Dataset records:

^^^^^^^^

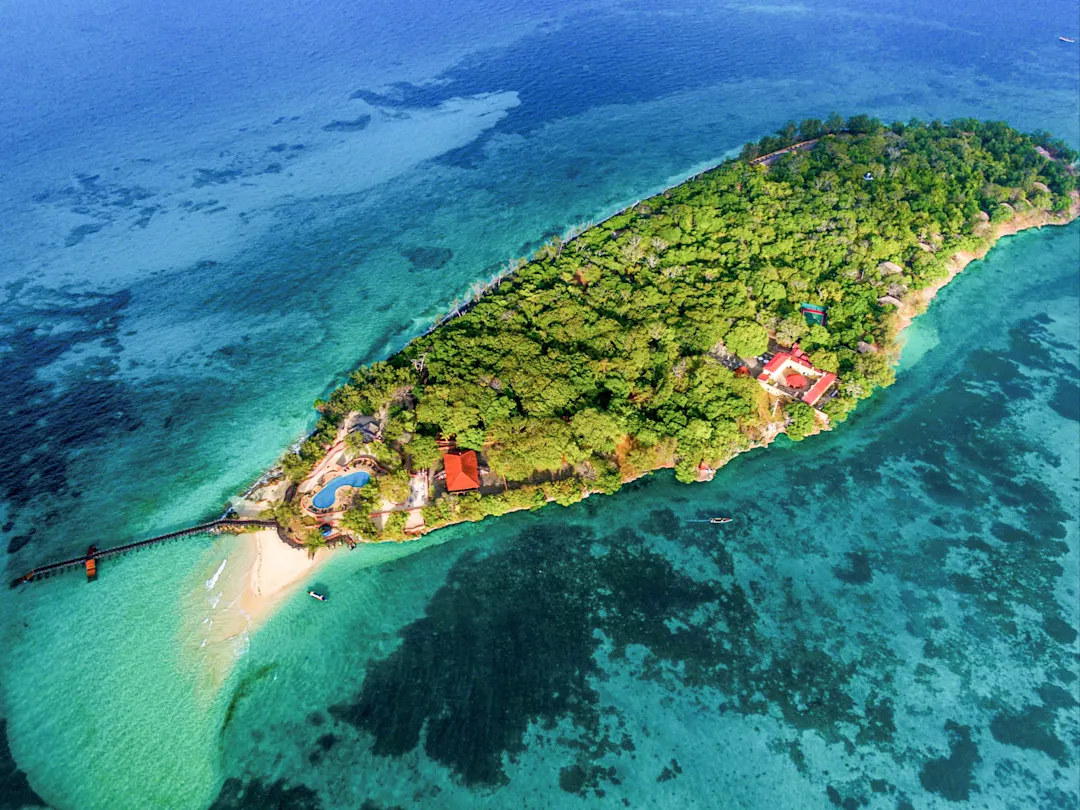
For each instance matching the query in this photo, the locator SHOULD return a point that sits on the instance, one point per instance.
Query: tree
(313, 540)
(597, 431)
(811, 129)
(746, 339)
(394, 487)
(800, 420)
(791, 329)
(424, 453)
(394, 527)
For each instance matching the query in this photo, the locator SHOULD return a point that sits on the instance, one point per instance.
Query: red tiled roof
(461, 471)
(777, 361)
(811, 396)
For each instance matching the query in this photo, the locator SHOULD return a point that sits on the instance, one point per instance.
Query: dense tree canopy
(599, 354)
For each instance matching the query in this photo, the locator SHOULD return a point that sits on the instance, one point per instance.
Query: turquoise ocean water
(210, 214)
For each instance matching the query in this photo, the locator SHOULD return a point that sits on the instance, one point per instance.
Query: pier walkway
(66, 565)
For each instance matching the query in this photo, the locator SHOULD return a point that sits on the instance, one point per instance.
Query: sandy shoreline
(916, 304)
(277, 568)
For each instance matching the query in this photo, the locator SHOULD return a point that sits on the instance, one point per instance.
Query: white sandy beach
(277, 568)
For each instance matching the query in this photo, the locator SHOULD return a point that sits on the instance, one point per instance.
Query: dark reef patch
(45, 419)
(15, 791)
(215, 176)
(952, 777)
(428, 258)
(511, 638)
(1033, 728)
(356, 124)
(858, 570)
(1066, 400)
(80, 232)
(257, 795)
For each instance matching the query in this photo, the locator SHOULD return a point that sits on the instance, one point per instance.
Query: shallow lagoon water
(183, 279)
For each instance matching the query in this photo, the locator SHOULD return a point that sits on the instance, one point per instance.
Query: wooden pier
(89, 561)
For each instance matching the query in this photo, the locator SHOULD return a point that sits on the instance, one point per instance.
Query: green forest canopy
(595, 353)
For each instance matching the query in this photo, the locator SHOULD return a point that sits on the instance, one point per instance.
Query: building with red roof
(792, 374)
(462, 471)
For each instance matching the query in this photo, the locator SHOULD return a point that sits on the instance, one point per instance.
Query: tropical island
(763, 296)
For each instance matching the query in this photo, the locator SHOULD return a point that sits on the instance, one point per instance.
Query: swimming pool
(326, 496)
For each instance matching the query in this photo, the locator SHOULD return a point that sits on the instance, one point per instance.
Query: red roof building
(811, 396)
(796, 372)
(462, 472)
(794, 379)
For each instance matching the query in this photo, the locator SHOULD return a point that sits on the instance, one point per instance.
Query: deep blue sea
(211, 212)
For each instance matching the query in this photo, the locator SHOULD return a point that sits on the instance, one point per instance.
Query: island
(763, 296)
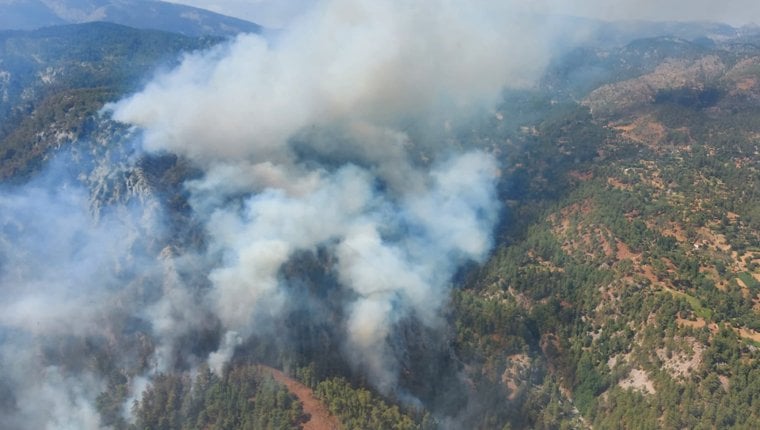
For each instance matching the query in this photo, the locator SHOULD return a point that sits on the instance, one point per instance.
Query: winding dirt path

^^^^^^^^

* _Exercise brief_:
Give the records again exactly, pictures left out.

* _Result of this task_:
For each instance matching the query in this photo, the locator SHOULD return a point that sits on the instance, one point per instance.
Query: tree
(313, 540)
(597, 431)
(811, 129)
(746, 339)
(394, 487)
(800, 420)
(791, 329)
(424, 453)
(394, 527)
For each instance matching the query in this photo, the locator SHOULD return a point that sits on the instance, one point per instance.
Query: red tiled roof
(461, 471)
(777, 361)
(811, 396)
For each instance matching the query in this photo, the locator SHOULD return a point that sits on the instance, one point per instance.
Query: dense tree canopy
(599, 354)
For each instance matching the query in this photo, the locator SHOULD return a point that sits on the instance, one point per instance.
Query: turquoise ocean water
(210, 214)
For each instance matching the query in this photo, the locator SHOULD return a point that sits on the instance, one point per instance.
Query: pier walkway
(66, 565)
For each instance matching the query in this photo, the locator SHOULD return a point that sits on the instance, one point per instance.
Query: sandy shoreline
(916, 304)
(277, 568)
For each instance matching the query in this photo, the locator SHOULD return a point that sits on the instance, one point per instance.
Query: white sandy beach
(277, 568)
For each instance matching the query in this photo, the locator SHOULD return a point that sits on the instance, one point per instance.
Query: dark reef patch
(45, 419)
(15, 791)
(215, 176)
(952, 777)
(428, 258)
(511, 638)
(1033, 728)
(356, 124)
(858, 570)
(1066, 400)
(80, 232)
(257, 795)
For each instance matching the query in this photo, the locator SHOULD return a point that sits on the instance, one point per instance.
Query: shallow lagoon water
(183, 279)
For each instance matching the query in this photo, the locator SHOULD return a point that sits on the instance, one point per instance.
Query: wooden pier
(89, 561)
For each instance matching the query in this photo, the locator SHOULD return a point that sits on the instance, one point per instance.
Query: green forest canopy
(595, 353)
For each instance matching the query in this photo, the locator SHOULD return a point that sits on the instance, one point per instance.
Query: building with red roof
(792, 374)
(462, 471)
For each instance matching the query in this photo, the locator SHOULD return a point that sits on the instance, one point per instance.
Query: tropical island
(763, 296)
For each instance matching the query in this photo, the locator SHOULD return a point that sits on the instance, one point per instance.
Query: swimming pool
(326, 496)
For each instance matching the query in this photo, the locator SHOULD return a point that sits on the instance, one point per instance.
Query: red roof building
(811, 396)
(796, 372)
(462, 472)
(794, 379)
For each instance matching the query in this photo, the locator SHOULD return a point that sits on the instance, one point per instance.
Query: deep blue sea
(211, 212)
For each instance matching the query in this photo, the locator SHOULD return a point that sits on the instance, one point per instance.
Query: island
(763, 296)
For each instance matching the query in this photo, the locator SHOULD return a point that sits on the instance, one point per instance.
Query: winding dirt path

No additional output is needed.